───── Supplied passage
Those of you who read this blog regularly will know (and the rest of you can read a few earlier ones and find out) that I write this stuff as I see it, from the heart. This one is going to be a hard one for me to write. Let me tell you the tale of the British Masters Indoor Championships 2016 and you will see why, I hope.
I was cautious in my last blog here, but inwardly optimistic, because I knew I was going really well on the track, particularly at the 60 metres event. A little less so at 200 metres, but that always takes me most of the indoor track season to get into my best form. Possibly why I usually surprise myself (and others!) at season-ending European or World Indoor Championships. Well, I arrived at the British Masters Indoors this year unbeaten over 60 metres, with the top three times in my age group rankings for 2016, and already running times close to those I was putting in at last year’s European Masters Championships. My attention to core strength training in the winter seemed to be paying off. OK, it might have been showing that my hip flexor tendons were/are going to be the next “weak link in the chain”, but I was at least keeping real problems and pain at bay.
A few of my main rivals were not racing. John and Steve were hurt, and Al, I assumed, was having the winter off before coming back strong in the summer. I recalled he’d done things like that before. I’m frequently on record as saying that you can, when all is said and done, only race those who turn up on the line at the start.
We were timetabled to have qualifying heats just after 10.30 and a final about two hours later. I warmed up carefully, but, believing I’d be running again after the first race, held a bit back, because I’d be warming up a second time, later on. So I thought. Then, when we reported for the race, we found that a couple of entrants were not going to race after all. We were still too numerous for one race, given the sprint track only has seven lanes at Lee Valley. We had to hang about while we were re-seeded into a “B” Final and an “A” Final. Hanging about like that is never good. You cool down from warm-up very quickly.
So, before long, I was behind my blocks and ready to race in the “A” Race, for the fastest athletes on recent performances. Total, tunnel-like focus; rituals and routines all accomplished. The gun went. I went. I flew. I won.
This was my first ever individual British Masters Championships win, on my eleventh time of trying. I’d had a silver medal before, and several bronzes, but this was the big one. Gold, and British Champion. I was, of course, pleased, but there was a shadow that I know affected all of us who ran, and herein lies my difficulty.
──────────
───── Dataset content
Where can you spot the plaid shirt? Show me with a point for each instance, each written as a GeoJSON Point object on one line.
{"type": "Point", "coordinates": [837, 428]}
──────────
Questions to answer –
1) List every rival whom the blog post names by a first name.
2) Duplicate the part of the blog post that opens with the words containing "A few of my" and closes with "at the start.".
3) Decide whether each statement agrees with the blog post, answering yes or no and quoting the deciding words: (a) the author had already won an individual British Masters Championships title before 2016; (b) the sprint track at Lee Valley has seven lanes; (c) the author ran in the "B" Final.
The lines above stand apart from the blog post and are separate material.

Solutions to the problems –
1) John, Steve, Al

2)
A few of my main rivals were not racing. John and Steve were hurt, and Al, I assumed, was having the winter off before coming back strong in the summer. I recalled he’d done things like that before. I’m frequently on record as saying that you can, when all is said and done, only race those who turn up on the line at the start.

3)
(a) No: "This was my first ever individual British Masters Championships win, on my eleventh time of trying."
(b) Yes: "the sprint track only has seven lanes at Lee Valley"
(c) No: "I was behind my blocks and ready to race in the “A” Race"